→ 記述課題:
福島を舞台にした映画についての松井監督へのインタビューを、最後に示された質問の後から書き継いでください。
==== 提示文
Q:福島を舞台に、少年二人、三つの家族を物語の主軸に据えられています。何か着想はあったのでしょうか。


松井:最初は反原発をもっと全面に出した映画にするつもりでした。ですが、原発の状況が日々変わるので、その情報をまとめるだけでもかなり大変。それで発想を変えて、まずは三つの家族の悲哀を心情豊かに描き、その背景に震災と原発事故が浮かびあがるような構成に変えました。その方が観客も入りやすいのではないかと。多くの人には家族がありますから、共感できる部分も多い。


Q:脚本作りから撮影、編集まで、第三者に客観的意見を仰ぐことはありましたか。


松井:うちの撮影現場では、みんなが好きなことを言うようにしています。嫌なことを言われると最初はカチンと来ますが(笑)、でもその後は冷静に判断して、いいものは使おうと。そうでないものは使わなければいいだけですから。スタッフが出したものが僕とは違う意見だったとしても、それが面白ければ採用します。


「セリフをこう変えたいのですが」と俳優から提案があったときは、一度その通りにやってもらいます。その後で脚本通りにやってもらうと、そっちが良くなる場合もある。俳優さん自ら考えたセリフは自然さが出るので、その後続けて脚本のセリフを話してもらうと、自然な演技をした後ゆえ良い方に転がることもあるんです。スタッフやキャストが自分の意見を言うのは、良い映画を作るためには必要なこと。みんなが言いたいことを言って、良い映画になればそれでいいんです。



『こんな事があった』©松井良彦/ Yoshihiko Matsui


Q:セリフに関しての調整は事前の本読みなどで行うのでしょうか。


松井:僕は本読みが嫌いなんですよ。だから現場ですね。


Q:テイクは重ねる方ですか。
========
==== データ一覧
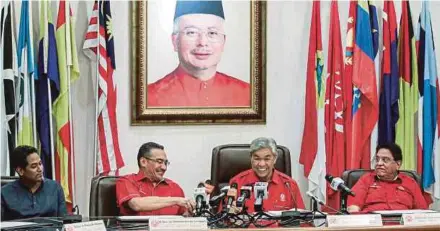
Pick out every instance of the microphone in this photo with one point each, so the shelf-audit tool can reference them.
(245, 193)
(209, 187)
(292, 195)
(337, 184)
(216, 199)
(232, 195)
(323, 204)
(260, 192)
(200, 196)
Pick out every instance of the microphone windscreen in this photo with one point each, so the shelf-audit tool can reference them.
(209, 187)
(329, 178)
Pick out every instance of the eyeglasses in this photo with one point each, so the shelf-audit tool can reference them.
(385, 160)
(195, 33)
(159, 161)
(257, 160)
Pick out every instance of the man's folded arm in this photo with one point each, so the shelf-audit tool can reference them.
(153, 203)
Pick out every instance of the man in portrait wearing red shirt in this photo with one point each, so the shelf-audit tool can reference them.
(199, 39)
(148, 192)
(283, 191)
(386, 188)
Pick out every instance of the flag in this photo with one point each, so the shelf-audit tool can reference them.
(427, 70)
(26, 66)
(109, 157)
(334, 106)
(348, 80)
(313, 142)
(389, 93)
(374, 23)
(48, 72)
(408, 90)
(365, 104)
(68, 72)
(9, 77)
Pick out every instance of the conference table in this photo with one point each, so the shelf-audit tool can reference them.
(113, 223)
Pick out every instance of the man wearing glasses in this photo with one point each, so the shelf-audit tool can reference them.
(199, 39)
(148, 192)
(283, 191)
(386, 188)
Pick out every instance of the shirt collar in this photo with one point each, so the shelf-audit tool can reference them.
(140, 176)
(397, 179)
(20, 184)
(190, 82)
(275, 177)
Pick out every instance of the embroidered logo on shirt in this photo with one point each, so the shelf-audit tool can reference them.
(282, 197)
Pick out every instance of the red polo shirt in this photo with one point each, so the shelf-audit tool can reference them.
(281, 191)
(138, 185)
(373, 194)
(180, 89)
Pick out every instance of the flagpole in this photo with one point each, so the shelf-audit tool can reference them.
(69, 65)
(95, 139)
(46, 44)
(32, 79)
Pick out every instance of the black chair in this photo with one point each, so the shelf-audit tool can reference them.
(8, 179)
(230, 159)
(103, 197)
(350, 178)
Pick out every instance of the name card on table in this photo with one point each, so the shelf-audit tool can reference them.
(361, 220)
(86, 226)
(421, 219)
(189, 223)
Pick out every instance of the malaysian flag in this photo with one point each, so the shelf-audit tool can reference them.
(109, 157)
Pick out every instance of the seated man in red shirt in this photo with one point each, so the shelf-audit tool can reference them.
(283, 192)
(386, 188)
(148, 192)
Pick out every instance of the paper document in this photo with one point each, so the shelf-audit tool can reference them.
(15, 224)
(144, 218)
(278, 213)
(385, 212)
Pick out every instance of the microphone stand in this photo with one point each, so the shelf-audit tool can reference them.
(344, 202)
(316, 209)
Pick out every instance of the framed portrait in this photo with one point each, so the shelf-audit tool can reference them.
(198, 62)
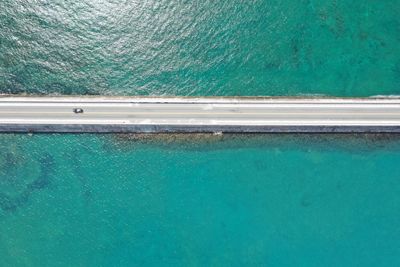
========
→ 課題の解答:
松井:ケースによりますが、極力5テイクくらいまでに抑えています。3テイク目くらいまでは新鮮ですが、4〜5テイク目くらいからは俳優が変に考え出してしまうので、自然さが無くなっちゃうんです。


Q:現場は多くの人と一緒に作り上げていく工程ですが、一人で書く脚本作業でアドバイスを求めるようなことはありますか。


松井:アドバイスを求めることはないですが、脚本を書く前に当事者に話を聞くことはよくあります。反原発を押し出そうとしてやめたのは、福島の人たちからいろんな興味深いエピソードを聞かされこともその理由の一つです。『追悼のざわめき』のときは大阪の釜ヶ崎に行って話を聞きましたし、ゲイの映画を撮ったときは東郷健さんに話を聞きにいきました。釜ヶ崎は最初は怖かったのですが、普通に入っていけば向こうは全然ウェルカム。労務者やホームレス、ヤクザといった方々と話をすると、これまた面白い話を聞かせてくれる。東郷さんにプロットを見せた時は「松井さん、男の人と恋愛したことあるの」と言われるくらいにプロットを気に入っていただき、たくさん話をさせてもらいました。そうやって、自分のプロットをどう受け止めてくれるのか当事者に聞くこともありますし、とにかく現地でいろんな人と話をするのが好きですね。その後、自分1人で脚本を書いています。